[Start of section]
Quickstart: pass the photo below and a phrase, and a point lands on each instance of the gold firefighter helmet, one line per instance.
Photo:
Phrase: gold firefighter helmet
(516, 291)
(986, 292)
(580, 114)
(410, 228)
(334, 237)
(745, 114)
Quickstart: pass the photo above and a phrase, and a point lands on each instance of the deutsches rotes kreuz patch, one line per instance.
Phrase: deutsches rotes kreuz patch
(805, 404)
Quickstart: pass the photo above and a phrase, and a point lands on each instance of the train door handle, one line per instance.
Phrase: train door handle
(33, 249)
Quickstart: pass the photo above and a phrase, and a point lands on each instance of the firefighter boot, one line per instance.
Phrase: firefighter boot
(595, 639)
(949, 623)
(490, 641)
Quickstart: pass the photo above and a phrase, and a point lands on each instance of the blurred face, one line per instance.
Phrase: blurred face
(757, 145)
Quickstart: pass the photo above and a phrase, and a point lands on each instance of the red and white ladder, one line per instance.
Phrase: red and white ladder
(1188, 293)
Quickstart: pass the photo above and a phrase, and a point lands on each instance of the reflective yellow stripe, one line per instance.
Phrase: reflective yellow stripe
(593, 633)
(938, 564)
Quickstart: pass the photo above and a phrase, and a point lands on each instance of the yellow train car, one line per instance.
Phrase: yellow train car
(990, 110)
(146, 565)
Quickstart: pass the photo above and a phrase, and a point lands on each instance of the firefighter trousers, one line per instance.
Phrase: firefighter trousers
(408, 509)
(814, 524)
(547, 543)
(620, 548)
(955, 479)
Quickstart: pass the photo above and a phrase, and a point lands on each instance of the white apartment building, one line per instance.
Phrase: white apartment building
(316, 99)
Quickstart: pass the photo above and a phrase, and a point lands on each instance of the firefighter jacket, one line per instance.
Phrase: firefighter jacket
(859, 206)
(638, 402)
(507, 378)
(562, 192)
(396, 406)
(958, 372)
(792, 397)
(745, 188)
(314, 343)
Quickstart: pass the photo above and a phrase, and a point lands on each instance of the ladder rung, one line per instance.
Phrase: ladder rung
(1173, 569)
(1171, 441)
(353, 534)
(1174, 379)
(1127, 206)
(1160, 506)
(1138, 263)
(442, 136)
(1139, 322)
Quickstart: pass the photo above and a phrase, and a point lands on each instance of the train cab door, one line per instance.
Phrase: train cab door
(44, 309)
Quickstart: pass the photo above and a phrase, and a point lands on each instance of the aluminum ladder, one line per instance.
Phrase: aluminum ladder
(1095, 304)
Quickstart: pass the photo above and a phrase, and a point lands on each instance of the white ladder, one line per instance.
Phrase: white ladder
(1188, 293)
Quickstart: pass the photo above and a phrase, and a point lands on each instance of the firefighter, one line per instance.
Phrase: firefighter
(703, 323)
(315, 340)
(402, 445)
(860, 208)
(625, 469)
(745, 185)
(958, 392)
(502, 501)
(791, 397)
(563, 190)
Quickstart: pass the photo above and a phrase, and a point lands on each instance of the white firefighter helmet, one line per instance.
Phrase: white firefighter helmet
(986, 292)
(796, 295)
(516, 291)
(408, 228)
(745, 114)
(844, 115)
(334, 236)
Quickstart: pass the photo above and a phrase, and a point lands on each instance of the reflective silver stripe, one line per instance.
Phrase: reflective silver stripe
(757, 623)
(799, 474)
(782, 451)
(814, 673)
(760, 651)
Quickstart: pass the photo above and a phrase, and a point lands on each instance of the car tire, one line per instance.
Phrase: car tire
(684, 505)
[End of section]
◆ WHAT TO DO: What you return should be the lines from the beginning of the records through the one that contains "patch, one line per instance.", repeated exactly and with no additions.

◆ FINAL ANSWER:
Quickstart: pass the photo below and a phrase, and a point lands on each instance of the gold firefighter helmet, one line per instance.
Photo:
Phrase: gold firefighter helmet
(516, 291)
(986, 292)
(580, 114)
(410, 228)
(334, 237)
(745, 114)
Quickstart: pass the photo above and a phrase, and a point lands on each instance of the deutsches rotes kreuz patch, one line per instance.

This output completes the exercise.